Copy the records verbatim, starting at the line that contains "For the benchmark, point to the rank" and ending at the final line of the records, with both end lines included.

# DATA LISTING:
════════

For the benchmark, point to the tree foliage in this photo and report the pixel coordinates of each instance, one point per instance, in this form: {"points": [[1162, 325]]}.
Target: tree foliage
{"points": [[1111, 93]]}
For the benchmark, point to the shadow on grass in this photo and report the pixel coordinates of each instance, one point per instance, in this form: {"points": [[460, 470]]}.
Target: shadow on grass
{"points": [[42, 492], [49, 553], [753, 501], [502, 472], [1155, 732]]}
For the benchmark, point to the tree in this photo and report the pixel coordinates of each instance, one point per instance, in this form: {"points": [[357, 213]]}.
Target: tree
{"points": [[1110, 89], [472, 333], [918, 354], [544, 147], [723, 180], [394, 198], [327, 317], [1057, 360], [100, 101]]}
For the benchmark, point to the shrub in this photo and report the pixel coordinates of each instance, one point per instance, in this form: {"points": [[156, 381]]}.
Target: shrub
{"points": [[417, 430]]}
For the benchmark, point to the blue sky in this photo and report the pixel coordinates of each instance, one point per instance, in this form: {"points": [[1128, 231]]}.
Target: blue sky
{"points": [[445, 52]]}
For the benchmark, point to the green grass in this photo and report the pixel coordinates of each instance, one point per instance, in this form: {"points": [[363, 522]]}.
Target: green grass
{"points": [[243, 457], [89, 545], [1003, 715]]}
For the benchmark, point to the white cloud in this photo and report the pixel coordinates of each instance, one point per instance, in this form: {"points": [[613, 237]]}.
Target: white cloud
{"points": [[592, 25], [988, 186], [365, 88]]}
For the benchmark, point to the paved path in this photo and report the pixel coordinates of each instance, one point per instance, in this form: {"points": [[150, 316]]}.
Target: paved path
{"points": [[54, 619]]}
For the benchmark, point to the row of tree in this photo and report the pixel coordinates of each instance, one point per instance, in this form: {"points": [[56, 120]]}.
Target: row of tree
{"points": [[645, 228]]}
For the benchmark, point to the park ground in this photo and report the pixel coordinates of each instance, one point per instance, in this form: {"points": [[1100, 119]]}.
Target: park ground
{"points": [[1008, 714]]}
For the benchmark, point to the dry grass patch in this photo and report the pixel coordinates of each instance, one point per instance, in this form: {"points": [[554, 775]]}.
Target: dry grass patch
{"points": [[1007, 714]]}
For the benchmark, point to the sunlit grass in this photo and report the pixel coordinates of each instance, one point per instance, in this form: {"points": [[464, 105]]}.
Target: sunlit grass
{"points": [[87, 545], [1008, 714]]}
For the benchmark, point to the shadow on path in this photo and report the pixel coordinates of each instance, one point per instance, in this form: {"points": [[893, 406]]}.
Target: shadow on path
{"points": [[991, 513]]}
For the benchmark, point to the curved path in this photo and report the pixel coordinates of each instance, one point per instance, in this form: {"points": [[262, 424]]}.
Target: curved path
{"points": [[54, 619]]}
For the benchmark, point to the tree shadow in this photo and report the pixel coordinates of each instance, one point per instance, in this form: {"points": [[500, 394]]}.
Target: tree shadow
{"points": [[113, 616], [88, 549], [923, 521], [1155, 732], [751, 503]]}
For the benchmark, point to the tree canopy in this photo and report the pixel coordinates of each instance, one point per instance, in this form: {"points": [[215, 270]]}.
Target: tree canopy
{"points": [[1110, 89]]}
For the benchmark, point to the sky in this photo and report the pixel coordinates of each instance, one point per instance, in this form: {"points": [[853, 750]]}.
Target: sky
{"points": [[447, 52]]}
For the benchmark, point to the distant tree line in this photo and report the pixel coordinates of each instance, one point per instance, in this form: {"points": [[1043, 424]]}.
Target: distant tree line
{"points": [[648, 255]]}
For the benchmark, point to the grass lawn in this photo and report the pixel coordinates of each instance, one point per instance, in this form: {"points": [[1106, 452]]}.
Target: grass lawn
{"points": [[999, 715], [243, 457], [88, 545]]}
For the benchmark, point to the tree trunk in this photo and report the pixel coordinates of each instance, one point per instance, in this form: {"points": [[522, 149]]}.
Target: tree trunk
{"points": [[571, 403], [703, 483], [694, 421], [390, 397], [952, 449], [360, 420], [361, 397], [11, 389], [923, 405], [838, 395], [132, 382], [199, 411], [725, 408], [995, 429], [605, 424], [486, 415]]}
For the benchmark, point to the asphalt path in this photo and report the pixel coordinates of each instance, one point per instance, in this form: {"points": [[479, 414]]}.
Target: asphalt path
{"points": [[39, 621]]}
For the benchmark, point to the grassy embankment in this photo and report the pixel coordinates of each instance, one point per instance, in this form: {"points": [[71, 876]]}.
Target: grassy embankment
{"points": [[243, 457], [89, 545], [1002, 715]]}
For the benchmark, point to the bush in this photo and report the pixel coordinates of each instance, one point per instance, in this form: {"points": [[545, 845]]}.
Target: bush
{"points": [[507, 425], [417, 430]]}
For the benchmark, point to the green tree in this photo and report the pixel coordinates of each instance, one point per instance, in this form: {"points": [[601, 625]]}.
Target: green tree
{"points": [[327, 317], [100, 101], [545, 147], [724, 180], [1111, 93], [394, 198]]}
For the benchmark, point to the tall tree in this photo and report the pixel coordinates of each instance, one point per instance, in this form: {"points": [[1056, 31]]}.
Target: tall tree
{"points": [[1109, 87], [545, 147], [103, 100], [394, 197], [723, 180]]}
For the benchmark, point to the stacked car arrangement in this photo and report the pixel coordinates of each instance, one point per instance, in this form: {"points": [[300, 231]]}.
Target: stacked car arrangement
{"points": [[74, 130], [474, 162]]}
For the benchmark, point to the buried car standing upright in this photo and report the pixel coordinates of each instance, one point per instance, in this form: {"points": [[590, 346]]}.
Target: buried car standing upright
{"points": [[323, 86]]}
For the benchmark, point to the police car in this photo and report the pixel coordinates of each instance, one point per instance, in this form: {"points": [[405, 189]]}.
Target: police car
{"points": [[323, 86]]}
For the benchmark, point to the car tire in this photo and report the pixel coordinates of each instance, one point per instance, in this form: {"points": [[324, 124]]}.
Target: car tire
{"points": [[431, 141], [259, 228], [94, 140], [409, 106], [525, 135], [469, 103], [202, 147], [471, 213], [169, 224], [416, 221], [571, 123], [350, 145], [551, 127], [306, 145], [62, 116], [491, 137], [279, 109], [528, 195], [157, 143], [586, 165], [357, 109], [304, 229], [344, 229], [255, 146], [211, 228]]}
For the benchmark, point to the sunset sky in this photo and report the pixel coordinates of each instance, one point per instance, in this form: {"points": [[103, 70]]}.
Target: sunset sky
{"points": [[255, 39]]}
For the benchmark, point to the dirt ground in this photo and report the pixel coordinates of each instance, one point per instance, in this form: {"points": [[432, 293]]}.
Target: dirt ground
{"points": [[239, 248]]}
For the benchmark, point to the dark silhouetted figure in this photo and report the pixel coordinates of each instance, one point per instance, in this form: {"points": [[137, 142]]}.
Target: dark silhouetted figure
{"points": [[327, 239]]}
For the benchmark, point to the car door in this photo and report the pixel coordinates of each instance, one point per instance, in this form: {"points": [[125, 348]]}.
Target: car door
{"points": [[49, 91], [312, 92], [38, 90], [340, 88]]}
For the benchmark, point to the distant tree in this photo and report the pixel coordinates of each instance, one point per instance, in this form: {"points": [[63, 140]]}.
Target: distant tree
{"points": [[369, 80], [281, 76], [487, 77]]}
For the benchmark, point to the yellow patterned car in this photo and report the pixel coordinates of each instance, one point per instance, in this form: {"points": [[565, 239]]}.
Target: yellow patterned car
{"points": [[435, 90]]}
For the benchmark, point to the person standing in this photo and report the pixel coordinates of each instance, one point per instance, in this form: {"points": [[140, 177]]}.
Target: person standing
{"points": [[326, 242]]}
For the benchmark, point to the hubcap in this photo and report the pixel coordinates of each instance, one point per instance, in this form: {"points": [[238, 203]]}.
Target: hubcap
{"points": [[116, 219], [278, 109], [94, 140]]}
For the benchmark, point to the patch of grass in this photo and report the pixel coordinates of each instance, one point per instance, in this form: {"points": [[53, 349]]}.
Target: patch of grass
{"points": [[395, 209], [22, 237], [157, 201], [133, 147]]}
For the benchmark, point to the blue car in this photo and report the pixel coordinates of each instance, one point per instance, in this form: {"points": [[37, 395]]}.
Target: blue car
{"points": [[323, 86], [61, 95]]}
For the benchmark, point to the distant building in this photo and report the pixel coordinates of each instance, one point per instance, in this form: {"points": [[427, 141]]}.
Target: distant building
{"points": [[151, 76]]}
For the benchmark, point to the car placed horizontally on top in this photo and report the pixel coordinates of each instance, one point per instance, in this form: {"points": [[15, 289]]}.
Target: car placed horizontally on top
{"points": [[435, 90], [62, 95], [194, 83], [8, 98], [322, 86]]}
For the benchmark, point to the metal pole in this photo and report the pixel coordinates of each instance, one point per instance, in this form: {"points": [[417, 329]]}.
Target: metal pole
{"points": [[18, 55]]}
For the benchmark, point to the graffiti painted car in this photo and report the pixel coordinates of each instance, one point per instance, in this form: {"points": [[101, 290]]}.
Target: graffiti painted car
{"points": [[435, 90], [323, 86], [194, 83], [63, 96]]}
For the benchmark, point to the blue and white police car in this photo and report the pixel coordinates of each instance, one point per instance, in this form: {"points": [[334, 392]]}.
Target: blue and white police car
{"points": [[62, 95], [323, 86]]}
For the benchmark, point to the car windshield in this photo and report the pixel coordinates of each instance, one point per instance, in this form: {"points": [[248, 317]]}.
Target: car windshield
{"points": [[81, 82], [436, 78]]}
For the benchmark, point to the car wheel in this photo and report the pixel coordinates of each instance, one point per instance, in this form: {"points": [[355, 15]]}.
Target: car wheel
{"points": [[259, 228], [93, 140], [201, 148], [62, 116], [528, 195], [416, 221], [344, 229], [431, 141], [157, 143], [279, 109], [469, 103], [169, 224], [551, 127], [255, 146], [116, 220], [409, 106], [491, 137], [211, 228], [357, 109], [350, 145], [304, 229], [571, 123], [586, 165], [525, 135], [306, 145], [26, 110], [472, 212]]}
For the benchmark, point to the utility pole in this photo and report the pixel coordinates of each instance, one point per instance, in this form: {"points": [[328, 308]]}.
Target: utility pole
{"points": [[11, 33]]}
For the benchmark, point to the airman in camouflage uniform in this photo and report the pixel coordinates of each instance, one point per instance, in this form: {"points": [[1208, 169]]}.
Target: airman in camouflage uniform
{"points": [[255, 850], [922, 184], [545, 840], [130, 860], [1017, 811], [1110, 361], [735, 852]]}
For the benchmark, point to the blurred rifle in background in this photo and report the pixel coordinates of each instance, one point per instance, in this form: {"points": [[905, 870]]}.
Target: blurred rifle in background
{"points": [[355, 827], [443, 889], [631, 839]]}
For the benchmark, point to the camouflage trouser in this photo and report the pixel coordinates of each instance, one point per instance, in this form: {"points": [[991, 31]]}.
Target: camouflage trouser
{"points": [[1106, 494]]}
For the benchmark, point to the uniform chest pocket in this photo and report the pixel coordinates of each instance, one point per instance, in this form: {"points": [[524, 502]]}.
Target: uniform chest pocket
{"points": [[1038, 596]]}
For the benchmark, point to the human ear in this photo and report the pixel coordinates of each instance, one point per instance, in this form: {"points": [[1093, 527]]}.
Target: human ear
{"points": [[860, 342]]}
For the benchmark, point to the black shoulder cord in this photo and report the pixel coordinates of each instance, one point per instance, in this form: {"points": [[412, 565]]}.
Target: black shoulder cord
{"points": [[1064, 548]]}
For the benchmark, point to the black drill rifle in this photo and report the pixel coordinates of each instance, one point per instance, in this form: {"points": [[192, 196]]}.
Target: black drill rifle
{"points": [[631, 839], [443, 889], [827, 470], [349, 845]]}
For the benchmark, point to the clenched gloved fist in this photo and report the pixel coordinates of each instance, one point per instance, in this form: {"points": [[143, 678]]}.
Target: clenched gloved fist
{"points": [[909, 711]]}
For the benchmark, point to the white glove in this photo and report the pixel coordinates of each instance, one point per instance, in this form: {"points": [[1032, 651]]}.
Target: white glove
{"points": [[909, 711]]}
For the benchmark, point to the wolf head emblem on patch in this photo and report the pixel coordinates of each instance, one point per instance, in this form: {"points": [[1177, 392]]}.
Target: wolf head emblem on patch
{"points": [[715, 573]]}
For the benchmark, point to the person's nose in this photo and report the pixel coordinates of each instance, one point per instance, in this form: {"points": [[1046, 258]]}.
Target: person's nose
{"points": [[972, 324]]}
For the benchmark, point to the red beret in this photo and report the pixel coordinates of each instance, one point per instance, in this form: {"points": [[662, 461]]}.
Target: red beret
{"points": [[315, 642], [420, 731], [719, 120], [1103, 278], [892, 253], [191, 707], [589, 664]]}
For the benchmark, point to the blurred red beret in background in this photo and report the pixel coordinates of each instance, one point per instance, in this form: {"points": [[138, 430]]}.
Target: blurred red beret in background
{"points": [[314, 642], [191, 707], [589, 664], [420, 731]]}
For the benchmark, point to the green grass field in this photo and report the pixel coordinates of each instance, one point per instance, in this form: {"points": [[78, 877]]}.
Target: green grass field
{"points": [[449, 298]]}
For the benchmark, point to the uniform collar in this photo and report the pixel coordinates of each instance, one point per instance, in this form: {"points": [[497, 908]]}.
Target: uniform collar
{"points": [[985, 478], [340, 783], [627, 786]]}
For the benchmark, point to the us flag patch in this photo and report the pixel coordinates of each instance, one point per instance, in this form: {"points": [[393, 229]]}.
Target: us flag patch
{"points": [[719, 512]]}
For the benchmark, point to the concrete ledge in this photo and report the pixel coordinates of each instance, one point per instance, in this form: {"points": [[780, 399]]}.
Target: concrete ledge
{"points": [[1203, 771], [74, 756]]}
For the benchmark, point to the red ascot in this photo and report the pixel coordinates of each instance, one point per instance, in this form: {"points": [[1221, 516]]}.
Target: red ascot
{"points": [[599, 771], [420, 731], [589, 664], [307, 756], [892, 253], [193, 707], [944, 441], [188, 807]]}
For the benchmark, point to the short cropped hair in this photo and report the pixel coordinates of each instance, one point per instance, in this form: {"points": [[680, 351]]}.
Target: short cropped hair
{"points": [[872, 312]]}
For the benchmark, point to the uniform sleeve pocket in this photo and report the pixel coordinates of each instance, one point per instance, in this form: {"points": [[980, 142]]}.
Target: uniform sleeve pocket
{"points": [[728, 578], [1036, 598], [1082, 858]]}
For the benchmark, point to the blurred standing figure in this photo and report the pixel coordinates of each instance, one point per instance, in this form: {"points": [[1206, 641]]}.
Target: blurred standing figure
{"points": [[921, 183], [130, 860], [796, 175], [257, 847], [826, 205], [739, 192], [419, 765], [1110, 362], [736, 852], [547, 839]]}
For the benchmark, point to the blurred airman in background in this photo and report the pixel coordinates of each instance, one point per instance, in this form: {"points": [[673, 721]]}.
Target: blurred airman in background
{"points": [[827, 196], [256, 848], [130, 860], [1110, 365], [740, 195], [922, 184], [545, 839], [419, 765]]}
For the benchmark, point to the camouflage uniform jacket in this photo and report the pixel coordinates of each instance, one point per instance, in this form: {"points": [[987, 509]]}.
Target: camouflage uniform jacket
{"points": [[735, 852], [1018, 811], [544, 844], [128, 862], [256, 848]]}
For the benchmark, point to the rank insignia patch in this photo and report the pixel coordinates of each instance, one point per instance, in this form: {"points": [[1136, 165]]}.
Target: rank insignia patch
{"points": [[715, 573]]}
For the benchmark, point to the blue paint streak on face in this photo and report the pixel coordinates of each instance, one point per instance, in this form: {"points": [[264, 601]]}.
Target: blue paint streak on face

════════

# TASK RESULT:
For the benchmark, point to the rank insignia patch in this photo and report the pixel coordinates of each instance, one point per instance, in this form: {"points": [[1136, 165]]}.
Target: rank insignia patch
{"points": [[715, 573]]}
For the benchmark, point to the blue paint streak on face in this photo and report the pixel coordinates of each instance, one point per instance, in this form: {"points": [[264, 601]]}.
Target: blue paint streak on face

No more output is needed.